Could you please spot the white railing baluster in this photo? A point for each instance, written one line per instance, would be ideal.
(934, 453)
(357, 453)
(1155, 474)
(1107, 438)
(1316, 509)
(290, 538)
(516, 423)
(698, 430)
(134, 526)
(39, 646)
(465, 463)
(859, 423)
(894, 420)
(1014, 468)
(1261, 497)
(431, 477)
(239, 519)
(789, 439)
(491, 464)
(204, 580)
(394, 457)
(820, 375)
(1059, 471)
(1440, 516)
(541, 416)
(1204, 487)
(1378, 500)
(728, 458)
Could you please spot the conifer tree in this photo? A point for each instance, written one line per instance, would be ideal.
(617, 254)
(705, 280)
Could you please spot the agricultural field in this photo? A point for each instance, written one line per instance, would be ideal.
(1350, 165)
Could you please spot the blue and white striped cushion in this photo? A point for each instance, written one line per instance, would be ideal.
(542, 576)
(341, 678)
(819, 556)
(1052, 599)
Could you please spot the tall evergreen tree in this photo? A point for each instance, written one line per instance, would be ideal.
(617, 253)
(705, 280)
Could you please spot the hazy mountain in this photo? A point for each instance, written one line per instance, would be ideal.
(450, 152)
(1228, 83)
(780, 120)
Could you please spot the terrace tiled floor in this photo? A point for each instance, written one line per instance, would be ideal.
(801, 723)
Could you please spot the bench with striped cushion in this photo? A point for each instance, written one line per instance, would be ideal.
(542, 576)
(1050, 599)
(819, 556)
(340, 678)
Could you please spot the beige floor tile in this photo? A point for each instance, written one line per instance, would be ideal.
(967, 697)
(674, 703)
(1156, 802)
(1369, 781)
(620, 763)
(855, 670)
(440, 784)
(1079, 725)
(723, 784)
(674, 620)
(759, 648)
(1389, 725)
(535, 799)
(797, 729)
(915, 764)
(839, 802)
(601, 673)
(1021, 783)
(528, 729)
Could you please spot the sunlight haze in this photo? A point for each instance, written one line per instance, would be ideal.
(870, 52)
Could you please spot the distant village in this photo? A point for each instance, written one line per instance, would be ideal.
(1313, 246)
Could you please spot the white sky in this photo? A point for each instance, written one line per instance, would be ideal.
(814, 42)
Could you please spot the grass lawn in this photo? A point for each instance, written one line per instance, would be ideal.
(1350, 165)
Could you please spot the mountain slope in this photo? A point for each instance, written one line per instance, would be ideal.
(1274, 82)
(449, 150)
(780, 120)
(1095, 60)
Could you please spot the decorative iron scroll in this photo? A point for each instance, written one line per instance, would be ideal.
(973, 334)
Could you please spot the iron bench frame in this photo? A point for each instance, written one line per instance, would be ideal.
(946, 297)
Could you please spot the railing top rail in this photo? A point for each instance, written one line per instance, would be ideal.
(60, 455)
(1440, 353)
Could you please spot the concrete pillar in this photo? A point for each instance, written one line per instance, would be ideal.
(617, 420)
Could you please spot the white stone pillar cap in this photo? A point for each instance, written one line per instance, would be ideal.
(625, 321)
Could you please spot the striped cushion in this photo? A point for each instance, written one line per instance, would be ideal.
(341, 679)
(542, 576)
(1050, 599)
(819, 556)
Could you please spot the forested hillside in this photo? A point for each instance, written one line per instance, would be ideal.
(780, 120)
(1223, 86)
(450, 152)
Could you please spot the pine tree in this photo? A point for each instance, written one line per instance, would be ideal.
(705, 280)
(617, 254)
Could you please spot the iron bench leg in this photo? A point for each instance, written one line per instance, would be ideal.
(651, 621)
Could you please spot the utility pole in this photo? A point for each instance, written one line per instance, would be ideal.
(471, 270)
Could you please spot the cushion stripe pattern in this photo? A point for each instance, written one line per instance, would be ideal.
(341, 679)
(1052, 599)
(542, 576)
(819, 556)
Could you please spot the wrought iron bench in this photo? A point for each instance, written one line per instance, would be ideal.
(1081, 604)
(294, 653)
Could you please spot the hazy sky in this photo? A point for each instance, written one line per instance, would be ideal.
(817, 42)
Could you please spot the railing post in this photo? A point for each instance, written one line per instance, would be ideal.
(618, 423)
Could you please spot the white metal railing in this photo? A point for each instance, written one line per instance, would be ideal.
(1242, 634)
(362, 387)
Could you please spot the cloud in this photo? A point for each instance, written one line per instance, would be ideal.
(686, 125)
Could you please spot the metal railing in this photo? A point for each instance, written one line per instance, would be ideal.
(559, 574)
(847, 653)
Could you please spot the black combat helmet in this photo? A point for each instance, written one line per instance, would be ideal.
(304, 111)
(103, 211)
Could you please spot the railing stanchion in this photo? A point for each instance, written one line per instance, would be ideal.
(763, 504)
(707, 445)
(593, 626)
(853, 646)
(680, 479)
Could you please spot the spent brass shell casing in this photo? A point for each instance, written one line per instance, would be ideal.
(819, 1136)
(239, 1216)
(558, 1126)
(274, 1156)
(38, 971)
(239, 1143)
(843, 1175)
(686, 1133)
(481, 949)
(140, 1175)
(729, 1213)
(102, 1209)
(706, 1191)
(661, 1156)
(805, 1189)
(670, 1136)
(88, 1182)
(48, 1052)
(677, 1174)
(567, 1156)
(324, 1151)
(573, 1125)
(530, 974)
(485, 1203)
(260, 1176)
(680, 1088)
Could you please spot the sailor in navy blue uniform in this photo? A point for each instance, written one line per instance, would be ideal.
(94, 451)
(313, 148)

ASSIGNMENT: Lines in scope run from the one holding "Could you please spot the cloud" to the last line of the material above; transcribe them exactly and omit the rest.

ANSWER AREA:
Could you please spot the cloud in this photo? A point for each instance, written one line per instance, would be ideal.
(686, 125)
Could you please spot the metal railing in this photo? A point for each instance, written one line per instance, would be ideal.
(559, 574)
(847, 653)
Could you please spot the black combat helmet in this photo? A point for each instance, written one line per instance, would be ideal.
(304, 111)
(103, 211)
Could you please spot the railing stanchion in this photo? A point for each instance, written one line per instance, would be ideal.
(763, 504)
(707, 445)
(593, 626)
(853, 646)
(680, 479)
Could you please spot the spent brass shell casing in this photo? A point for each instance, written one line per instance, would be ideal.
(819, 1136)
(239, 1216)
(558, 1126)
(274, 1156)
(38, 971)
(239, 1143)
(843, 1175)
(686, 1133)
(481, 949)
(140, 1175)
(729, 1213)
(102, 1209)
(706, 1191)
(661, 1156)
(805, 1189)
(670, 1136)
(88, 1182)
(48, 1052)
(677, 1174)
(567, 1156)
(324, 1151)
(573, 1125)
(530, 974)
(485, 1203)
(260, 1176)
(680, 1088)
Could you please spot the sailor in navy blue uniform in this photo? A point for each instance, written one line per instance, would be ideal.
(94, 451)
(313, 148)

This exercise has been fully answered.